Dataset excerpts
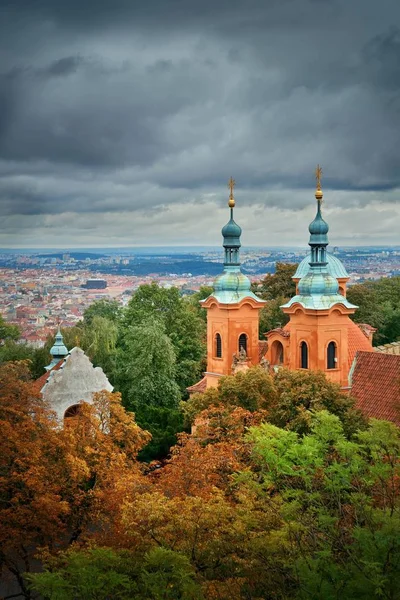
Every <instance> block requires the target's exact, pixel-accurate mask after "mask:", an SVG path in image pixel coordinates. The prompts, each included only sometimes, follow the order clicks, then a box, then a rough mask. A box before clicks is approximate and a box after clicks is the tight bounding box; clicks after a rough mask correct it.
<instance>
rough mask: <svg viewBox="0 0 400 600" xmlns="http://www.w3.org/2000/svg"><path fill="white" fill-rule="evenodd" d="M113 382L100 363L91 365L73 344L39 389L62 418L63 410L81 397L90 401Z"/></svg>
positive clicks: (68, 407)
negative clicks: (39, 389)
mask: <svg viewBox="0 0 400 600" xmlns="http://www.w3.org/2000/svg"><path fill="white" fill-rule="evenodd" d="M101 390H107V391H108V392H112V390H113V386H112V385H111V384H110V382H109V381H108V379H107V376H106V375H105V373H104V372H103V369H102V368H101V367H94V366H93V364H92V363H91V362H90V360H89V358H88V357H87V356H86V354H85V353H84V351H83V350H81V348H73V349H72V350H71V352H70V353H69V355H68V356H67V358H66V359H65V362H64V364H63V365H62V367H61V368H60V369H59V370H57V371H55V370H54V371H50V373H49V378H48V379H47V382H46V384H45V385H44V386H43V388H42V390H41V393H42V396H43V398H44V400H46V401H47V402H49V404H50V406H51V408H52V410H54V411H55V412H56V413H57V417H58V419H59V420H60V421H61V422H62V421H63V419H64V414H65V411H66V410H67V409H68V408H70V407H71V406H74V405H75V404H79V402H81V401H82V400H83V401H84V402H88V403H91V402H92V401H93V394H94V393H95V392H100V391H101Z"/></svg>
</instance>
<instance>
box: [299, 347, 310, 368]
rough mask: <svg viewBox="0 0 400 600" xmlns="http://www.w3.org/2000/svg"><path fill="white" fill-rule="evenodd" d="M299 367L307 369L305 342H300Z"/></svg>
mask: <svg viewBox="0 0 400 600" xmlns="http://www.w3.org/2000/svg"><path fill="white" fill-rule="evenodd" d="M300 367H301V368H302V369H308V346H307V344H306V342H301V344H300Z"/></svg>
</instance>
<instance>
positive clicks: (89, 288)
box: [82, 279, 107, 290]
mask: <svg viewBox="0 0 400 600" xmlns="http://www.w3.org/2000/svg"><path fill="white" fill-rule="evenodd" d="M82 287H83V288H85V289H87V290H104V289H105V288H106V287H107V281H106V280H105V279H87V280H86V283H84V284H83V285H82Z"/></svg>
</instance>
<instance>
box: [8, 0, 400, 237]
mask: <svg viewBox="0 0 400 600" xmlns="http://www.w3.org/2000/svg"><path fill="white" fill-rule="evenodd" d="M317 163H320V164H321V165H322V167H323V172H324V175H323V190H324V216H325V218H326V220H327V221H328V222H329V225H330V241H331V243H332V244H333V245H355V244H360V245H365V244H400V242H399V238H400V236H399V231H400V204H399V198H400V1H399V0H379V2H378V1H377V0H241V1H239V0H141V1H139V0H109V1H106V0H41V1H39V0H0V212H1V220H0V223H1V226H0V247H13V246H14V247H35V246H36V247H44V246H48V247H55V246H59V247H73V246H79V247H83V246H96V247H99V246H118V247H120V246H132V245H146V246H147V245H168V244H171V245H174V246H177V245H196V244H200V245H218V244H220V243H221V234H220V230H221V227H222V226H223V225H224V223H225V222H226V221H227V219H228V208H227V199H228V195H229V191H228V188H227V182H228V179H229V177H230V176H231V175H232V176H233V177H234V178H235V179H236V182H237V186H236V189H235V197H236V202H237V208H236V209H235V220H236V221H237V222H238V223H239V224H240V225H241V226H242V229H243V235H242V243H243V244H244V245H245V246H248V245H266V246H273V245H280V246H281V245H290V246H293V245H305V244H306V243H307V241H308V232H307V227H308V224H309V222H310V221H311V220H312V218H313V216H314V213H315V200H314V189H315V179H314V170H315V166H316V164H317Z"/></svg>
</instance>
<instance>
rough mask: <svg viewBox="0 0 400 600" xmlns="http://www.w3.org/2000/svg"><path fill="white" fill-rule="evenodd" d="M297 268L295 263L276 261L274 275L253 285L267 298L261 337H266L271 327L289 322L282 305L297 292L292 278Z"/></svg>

* * *

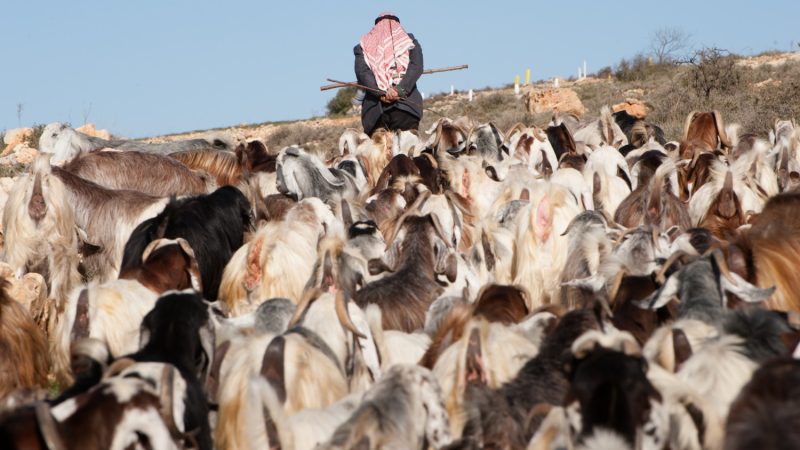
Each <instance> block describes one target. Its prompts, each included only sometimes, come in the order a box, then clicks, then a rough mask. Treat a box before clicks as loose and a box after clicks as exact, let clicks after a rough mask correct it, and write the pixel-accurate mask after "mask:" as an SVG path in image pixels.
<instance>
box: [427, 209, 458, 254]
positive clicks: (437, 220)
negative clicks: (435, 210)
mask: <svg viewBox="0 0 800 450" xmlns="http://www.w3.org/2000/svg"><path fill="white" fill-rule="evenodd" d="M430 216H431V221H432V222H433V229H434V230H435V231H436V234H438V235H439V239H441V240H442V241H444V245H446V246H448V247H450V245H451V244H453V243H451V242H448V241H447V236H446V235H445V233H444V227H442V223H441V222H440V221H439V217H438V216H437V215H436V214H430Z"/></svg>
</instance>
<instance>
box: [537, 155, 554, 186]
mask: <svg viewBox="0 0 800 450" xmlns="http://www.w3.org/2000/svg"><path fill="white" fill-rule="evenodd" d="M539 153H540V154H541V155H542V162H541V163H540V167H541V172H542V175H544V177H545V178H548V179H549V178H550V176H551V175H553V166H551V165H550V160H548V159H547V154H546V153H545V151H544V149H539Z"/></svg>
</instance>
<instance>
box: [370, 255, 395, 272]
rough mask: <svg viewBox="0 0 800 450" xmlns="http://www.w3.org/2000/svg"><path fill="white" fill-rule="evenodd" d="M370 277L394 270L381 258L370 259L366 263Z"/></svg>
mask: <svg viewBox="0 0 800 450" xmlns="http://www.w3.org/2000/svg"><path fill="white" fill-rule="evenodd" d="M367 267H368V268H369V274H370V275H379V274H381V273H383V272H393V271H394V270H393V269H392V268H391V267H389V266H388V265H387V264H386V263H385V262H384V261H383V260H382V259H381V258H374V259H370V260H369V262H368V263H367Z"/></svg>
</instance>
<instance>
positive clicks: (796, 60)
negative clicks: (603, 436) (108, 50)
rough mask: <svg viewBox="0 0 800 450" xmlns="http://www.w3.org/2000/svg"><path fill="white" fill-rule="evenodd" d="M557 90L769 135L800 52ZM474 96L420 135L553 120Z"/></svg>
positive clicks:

ACTION ITEM: Please go over the data above and copy each line with "order" in it.

REPLY TO THE TASK:
Every <instance> block requires the target's exact, pixel-accurate mask after "mask:", an SVG path in image pixel coordinates. The prompts, each included only sometimes, follow the order clicks, then a box, then a rough mask. A box before clicks is approximate and a box after clicks is the tight bounding box; clicks after a rough mask correct it.
Each <instance> block describes one target. Its prompts, each included only sometimes, come in the order a box, then clicks, then a rough mask. Treat a box before clicks as loose and a box after clicks as exact, let clicks after a rough mask correct it, and write the pixel-accurate mask after "mask:" as an SVG path in image pixels.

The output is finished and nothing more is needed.